# Exercise
Go through the listing below and list every line with "handrail".

# Information provided
________________________

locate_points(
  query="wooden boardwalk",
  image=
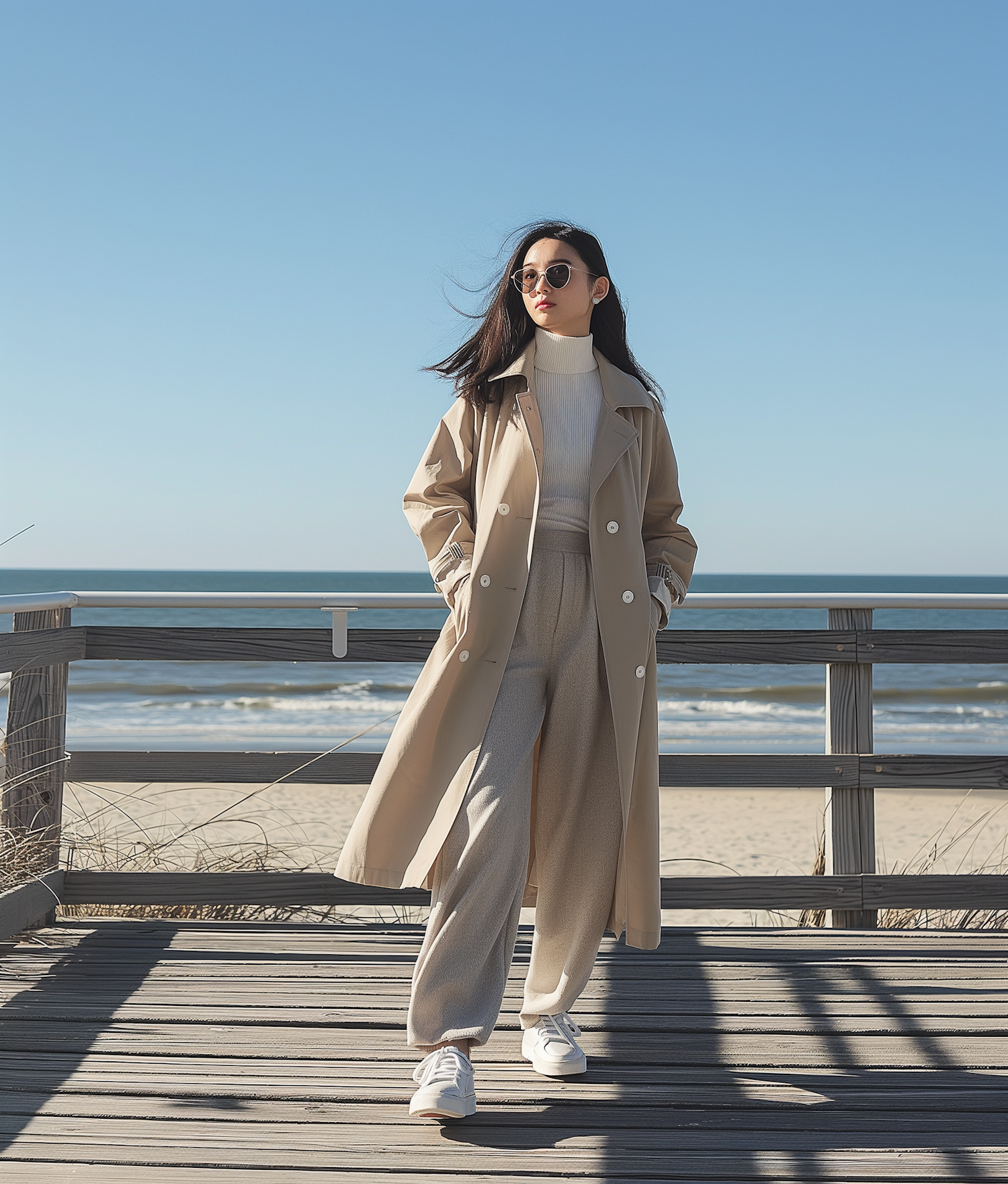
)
(202, 1052)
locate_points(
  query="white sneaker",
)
(552, 1048)
(447, 1086)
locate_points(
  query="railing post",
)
(849, 814)
(32, 800)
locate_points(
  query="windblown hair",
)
(506, 328)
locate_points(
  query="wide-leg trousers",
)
(554, 682)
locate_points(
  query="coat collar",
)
(618, 388)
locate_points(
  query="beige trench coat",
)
(473, 503)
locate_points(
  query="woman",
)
(523, 766)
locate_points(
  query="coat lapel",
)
(615, 433)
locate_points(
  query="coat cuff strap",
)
(659, 590)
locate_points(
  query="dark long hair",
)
(506, 328)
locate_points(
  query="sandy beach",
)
(704, 831)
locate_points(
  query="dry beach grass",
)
(231, 828)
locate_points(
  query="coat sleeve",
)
(439, 503)
(669, 550)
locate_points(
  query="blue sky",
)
(229, 232)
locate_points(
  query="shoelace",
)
(442, 1064)
(560, 1025)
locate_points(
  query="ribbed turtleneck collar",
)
(564, 355)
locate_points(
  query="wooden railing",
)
(44, 643)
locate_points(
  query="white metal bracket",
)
(339, 630)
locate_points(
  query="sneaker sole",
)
(551, 1069)
(444, 1111)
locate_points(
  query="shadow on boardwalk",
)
(185, 1052)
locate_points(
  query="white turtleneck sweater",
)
(569, 392)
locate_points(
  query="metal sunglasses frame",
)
(542, 275)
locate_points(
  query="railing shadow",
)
(36, 1060)
(683, 1097)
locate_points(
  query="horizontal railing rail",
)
(43, 643)
(708, 646)
(40, 601)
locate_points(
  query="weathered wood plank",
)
(32, 791)
(228, 887)
(28, 904)
(758, 1050)
(506, 1150)
(849, 814)
(675, 771)
(733, 1115)
(756, 646)
(820, 1165)
(678, 892)
(708, 771)
(892, 771)
(933, 646)
(203, 644)
(655, 1019)
(42, 646)
(686, 646)
(296, 767)
(624, 1086)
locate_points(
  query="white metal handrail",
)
(36, 601)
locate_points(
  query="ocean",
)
(315, 706)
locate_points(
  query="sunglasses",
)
(558, 275)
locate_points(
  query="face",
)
(563, 310)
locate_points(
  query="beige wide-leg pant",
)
(554, 680)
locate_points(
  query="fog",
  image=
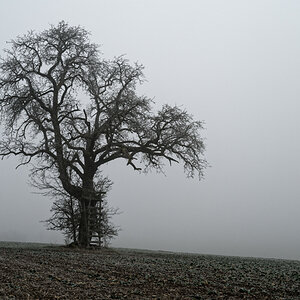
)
(234, 65)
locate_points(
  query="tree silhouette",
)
(67, 112)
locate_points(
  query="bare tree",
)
(68, 111)
(66, 212)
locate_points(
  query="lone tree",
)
(66, 213)
(68, 111)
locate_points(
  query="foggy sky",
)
(234, 65)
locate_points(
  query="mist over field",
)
(233, 64)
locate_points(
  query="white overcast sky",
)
(234, 65)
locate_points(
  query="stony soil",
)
(63, 273)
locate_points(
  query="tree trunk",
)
(84, 236)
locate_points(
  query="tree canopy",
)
(67, 111)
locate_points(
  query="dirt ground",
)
(63, 273)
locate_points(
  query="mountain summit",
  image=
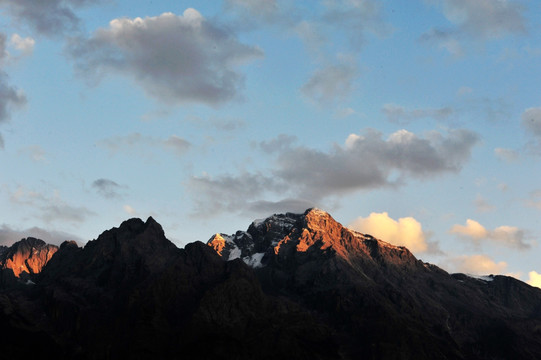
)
(292, 286)
(281, 237)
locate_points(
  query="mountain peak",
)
(28, 256)
(284, 236)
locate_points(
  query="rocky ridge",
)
(294, 286)
(27, 257)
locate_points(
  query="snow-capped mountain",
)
(292, 286)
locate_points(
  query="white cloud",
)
(10, 98)
(507, 155)
(405, 231)
(8, 235)
(509, 236)
(534, 279)
(48, 17)
(332, 83)
(107, 188)
(175, 58)
(400, 114)
(34, 152)
(479, 19)
(142, 143)
(128, 209)
(343, 113)
(531, 120)
(50, 208)
(477, 265)
(483, 205)
(486, 18)
(366, 161)
(24, 45)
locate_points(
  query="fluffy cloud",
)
(107, 188)
(483, 205)
(334, 82)
(531, 121)
(24, 45)
(444, 40)
(486, 18)
(141, 143)
(366, 161)
(228, 193)
(34, 152)
(9, 235)
(175, 58)
(534, 279)
(49, 17)
(509, 236)
(477, 264)
(280, 206)
(355, 18)
(406, 231)
(50, 208)
(251, 11)
(480, 19)
(10, 98)
(507, 155)
(400, 114)
(129, 210)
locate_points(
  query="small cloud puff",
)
(534, 279)
(405, 231)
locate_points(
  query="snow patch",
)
(481, 277)
(254, 260)
(234, 253)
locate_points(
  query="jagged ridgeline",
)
(292, 286)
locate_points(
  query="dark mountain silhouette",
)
(296, 286)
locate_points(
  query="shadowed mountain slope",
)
(296, 286)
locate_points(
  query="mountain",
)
(26, 257)
(379, 299)
(294, 286)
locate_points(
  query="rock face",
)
(293, 286)
(27, 257)
(380, 301)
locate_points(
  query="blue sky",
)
(418, 122)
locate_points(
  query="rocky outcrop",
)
(27, 257)
(292, 286)
(380, 300)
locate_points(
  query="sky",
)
(418, 122)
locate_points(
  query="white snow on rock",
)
(234, 253)
(481, 277)
(254, 260)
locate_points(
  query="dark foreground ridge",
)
(292, 286)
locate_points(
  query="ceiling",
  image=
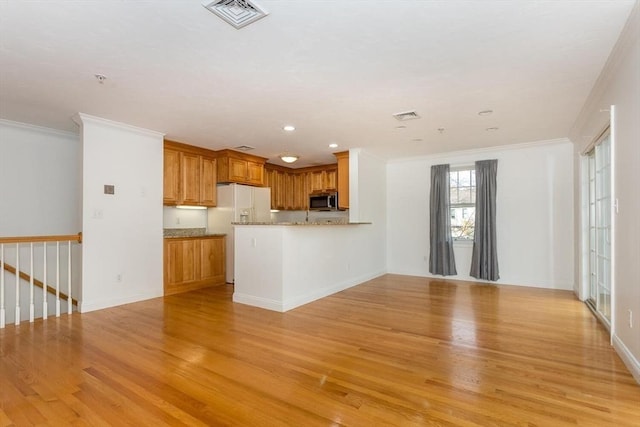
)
(336, 70)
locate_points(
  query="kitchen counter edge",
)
(297, 224)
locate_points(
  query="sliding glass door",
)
(599, 159)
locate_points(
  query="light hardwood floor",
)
(394, 351)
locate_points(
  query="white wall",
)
(534, 214)
(40, 181)
(619, 85)
(122, 233)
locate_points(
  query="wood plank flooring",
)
(397, 350)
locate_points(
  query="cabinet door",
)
(181, 263)
(281, 199)
(330, 180)
(343, 180)
(316, 181)
(171, 190)
(208, 182)
(212, 259)
(190, 178)
(237, 170)
(300, 194)
(255, 173)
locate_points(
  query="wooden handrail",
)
(35, 239)
(24, 276)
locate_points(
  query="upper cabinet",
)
(343, 179)
(288, 188)
(189, 175)
(323, 179)
(240, 168)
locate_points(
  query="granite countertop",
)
(302, 223)
(175, 233)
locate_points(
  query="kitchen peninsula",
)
(281, 266)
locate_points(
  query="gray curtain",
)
(441, 259)
(484, 262)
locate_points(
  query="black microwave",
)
(323, 202)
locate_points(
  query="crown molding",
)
(82, 118)
(41, 129)
(484, 150)
(628, 37)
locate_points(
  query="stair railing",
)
(19, 243)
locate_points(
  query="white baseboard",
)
(87, 306)
(266, 303)
(629, 360)
(297, 301)
(291, 303)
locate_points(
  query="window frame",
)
(459, 168)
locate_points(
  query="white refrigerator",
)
(234, 201)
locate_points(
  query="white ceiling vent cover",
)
(407, 115)
(238, 13)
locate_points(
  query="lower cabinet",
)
(193, 263)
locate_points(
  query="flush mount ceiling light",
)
(238, 13)
(288, 158)
(191, 207)
(407, 115)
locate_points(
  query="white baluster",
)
(2, 310)
(45, 308)
(57, 279)
(31, 285)
(17, 283)
(69, 302)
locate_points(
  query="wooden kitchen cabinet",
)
(189, 175)
(208, 182)
(343, 179)
(181, 264)
(323, 180)
(288, 188)
(190, 179)
(240, 168)
(193, 263)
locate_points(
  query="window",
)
(462, 183)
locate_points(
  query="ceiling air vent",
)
(407, 115)
(238, 13)
(244, 148)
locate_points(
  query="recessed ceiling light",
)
(289, 158)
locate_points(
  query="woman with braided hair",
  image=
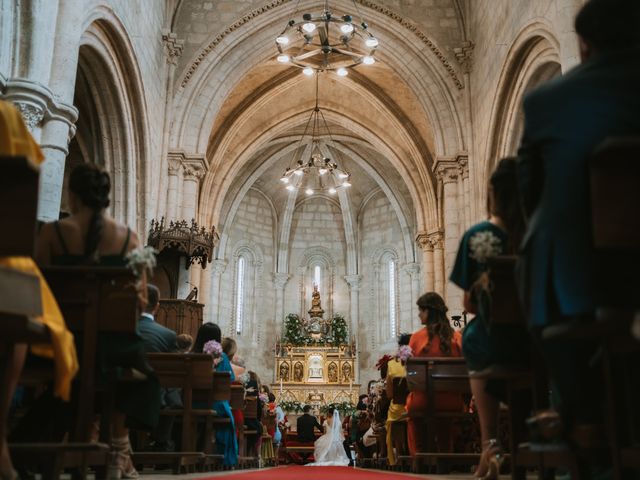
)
(89, 236)
(436, 339)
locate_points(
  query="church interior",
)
(384, 238)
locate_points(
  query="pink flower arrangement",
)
(404, 353)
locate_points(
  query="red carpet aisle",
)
(316, 473)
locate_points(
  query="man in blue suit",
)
(565, 119)
(158, 338)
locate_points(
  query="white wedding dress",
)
(328, 449)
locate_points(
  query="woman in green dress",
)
(484, 344)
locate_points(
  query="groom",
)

________________________

# Expected output
  query="white metal handrail",
  query="wooden handrail",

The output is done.